Entries from a point annotation set:

______________________________

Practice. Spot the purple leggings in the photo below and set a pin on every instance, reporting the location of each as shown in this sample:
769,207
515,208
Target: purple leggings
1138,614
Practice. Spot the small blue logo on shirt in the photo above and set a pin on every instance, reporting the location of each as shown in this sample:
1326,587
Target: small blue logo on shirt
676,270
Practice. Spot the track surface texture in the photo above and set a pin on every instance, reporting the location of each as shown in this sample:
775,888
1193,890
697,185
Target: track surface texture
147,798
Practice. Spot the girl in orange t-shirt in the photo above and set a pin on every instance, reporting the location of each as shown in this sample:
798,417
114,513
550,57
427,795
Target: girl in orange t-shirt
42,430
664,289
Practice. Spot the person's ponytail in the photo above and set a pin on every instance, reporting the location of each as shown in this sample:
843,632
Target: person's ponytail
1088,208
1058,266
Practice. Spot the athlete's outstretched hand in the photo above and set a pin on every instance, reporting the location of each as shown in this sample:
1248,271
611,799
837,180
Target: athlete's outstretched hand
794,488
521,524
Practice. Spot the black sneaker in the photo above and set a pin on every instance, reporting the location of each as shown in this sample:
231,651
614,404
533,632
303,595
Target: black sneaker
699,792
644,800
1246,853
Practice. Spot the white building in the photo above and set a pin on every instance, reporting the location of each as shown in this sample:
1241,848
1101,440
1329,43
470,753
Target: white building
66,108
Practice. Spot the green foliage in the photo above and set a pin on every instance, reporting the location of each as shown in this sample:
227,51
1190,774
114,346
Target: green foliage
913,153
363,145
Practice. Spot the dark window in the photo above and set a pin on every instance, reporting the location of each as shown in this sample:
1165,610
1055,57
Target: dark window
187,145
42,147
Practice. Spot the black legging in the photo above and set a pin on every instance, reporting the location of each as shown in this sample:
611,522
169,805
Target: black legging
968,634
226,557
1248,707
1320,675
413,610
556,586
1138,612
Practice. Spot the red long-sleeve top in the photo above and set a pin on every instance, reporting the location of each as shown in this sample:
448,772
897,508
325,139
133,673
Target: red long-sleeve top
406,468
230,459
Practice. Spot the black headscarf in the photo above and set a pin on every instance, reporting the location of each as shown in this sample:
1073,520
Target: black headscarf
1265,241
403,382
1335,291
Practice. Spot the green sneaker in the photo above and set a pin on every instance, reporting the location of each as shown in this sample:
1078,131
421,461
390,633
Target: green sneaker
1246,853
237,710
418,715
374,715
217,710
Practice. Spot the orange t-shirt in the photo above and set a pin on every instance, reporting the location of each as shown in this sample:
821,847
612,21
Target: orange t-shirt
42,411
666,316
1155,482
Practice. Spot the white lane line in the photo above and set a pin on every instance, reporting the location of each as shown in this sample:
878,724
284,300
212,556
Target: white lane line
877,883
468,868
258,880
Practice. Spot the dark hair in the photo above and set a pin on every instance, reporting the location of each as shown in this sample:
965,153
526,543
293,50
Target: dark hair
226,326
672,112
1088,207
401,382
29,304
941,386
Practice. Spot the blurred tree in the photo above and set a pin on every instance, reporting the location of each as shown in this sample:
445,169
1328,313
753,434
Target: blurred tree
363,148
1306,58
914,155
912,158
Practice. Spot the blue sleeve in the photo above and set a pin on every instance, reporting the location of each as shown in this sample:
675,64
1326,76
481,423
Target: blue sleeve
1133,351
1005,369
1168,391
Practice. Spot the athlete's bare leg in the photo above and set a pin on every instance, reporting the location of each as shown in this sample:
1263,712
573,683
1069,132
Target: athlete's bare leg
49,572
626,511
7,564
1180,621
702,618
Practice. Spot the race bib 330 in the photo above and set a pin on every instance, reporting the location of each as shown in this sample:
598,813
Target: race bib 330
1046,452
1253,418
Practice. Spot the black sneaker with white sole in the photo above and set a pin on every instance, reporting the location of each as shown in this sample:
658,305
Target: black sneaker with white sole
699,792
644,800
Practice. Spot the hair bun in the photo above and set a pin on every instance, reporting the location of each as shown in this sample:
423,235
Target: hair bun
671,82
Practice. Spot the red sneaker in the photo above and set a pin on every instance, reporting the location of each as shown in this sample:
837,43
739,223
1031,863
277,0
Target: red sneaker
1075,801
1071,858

______________________________

_Problem details_
Extract, exactly, the lines above that begin at the line containing "Practice. Spot the black sneaker with" and end at the final line of the records; add no other text.

_Output below_
Practice. Spot the black sneaker with white sole in the photo above and set a pin on every instance, reporting the location of each as shown in this sample:
658,305
Target: black sneaker with white sole
699,792
644,800
Practice. Spot the hair bun in the photo above and set a pin on every instance, reporting the location of each as shown in this sample:
423,235
Target: hair bun
671,82
Practice. Spot the red sneaker in the photo above and set a pin on every instance, reporting the location of each as shown in this sample:
837,43
739,223
1031,863
277,0
Target: red sneaker
1075,801
1071,858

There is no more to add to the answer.